> Tasks to carry out:
**A.** From the article on the Footasylum and JD Sports merger, quote the passage starting with "By Hannah Abdulla" and going on through "in service quality.".
**B.** Write the next part of the article on Footasylum's challenge to the competition watchdog, picking up after its last sentence.

> Selected text:
>> Begin

Footasylum urges competition watchdog to reconsider decision on JD merger

Footasylum has urged the UK competition watchdog to reconsider its decision to block a merger with rival JD Sports.

By Hannah Abdulla

Footasylum has urged the UK competition watchdog to reconsider its decision to block a merger with rival JD Sports.

In a response to the provisional findings by the Competition and Markets Authority (CMA) the sportswear retailer slammed the CMA’s decision which said the deal could be bad for shoppers as it may result in higher prices, fewer choices in stores or reduction in service quality.

The CMA had announced its phase one findings in September following JD Sports’ announcement of a GBP90.1m bid to acquire Footasylum in April of last year.

But last month the CMA published its Phase Two findings in which it said the merger could result in a “substantial lessening of competition” in the retail supply of sports-inspired casual footwear and of sports-inspired casual apparel – both in-store and online – to consumers in the UK. 

JD Sports said the findings were fundamentally flawed. 

Footasylum yesterday (17 March) said the CMA’s provisional conclusions are based on “a very limited selection of evidence…places most weight on its own survey evidence and discounts, misinterprets, misrepresents or ignores a multitude of sources of relevant evidence and submissions provided by the parties.”  

Among its criticisms of the provisional findings, Footasylum argued the CMA applied the “wrong framework” to consider competitive effects and that its assessment of the current and dynamic constraints on the parties “is flawed and outdated due to errors of fact, and fails to consider relevant real-world evidence on rivals”.

>> End

> Source material:

>> Begin

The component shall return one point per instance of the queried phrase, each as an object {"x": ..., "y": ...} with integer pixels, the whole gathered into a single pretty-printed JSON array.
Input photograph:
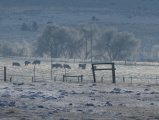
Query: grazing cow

>> End

> Outputs for the tasks:
**A.**
By Hannah Abdulla

Footasylum has urged the UK competition watchdog to reconsider its decision to block a merger with rival JD Sports.

In a response to the provisional findings by the Competition and Markets Authority (CMA) the sportswear retailer slammed the CMA’s decision which said the deal could be bad for shoppers as it may result in higher prices, fewer choices in stores or reduction in service quality.

**B.**
It also said its approach to online competitors “is internally inconsistent and flawed” pointing to Asos as an example and noted the CMA saw it as “strongly focused on female customers” which Footasylum says “is irrelevant” as it is a “significantly larger competitor than Footasylum in men’s apparel and men’s footwear.”

It argued the merger would result in “considerable consumer benefits” namely the stabilising of the Footasylum business; the continued employment of its staff; retaining critical supply of Nike and Adidas branded products; maintaining and improving the “front-end” customer-facing aspects; extending to Footasylum JD Sports’ operational and digital/multichannel platform expertise; investment into Footasylum’s existing fashion brands and the development of new own-label and bedroom brands, including the ability to offer Footasylum brands in JD Sports’ international network; and improvements to the efficiency of Footasylum’s operations.

“These benefits to customers will be lost if the erroneous approach of the PFs were crystallised in the CMA’s final report,” it said.

Footasylum urged the CMA to address the flaws in the provisional findings (PFs) and address the evidence presented in its response before ruling there is a substantial lessening of competition.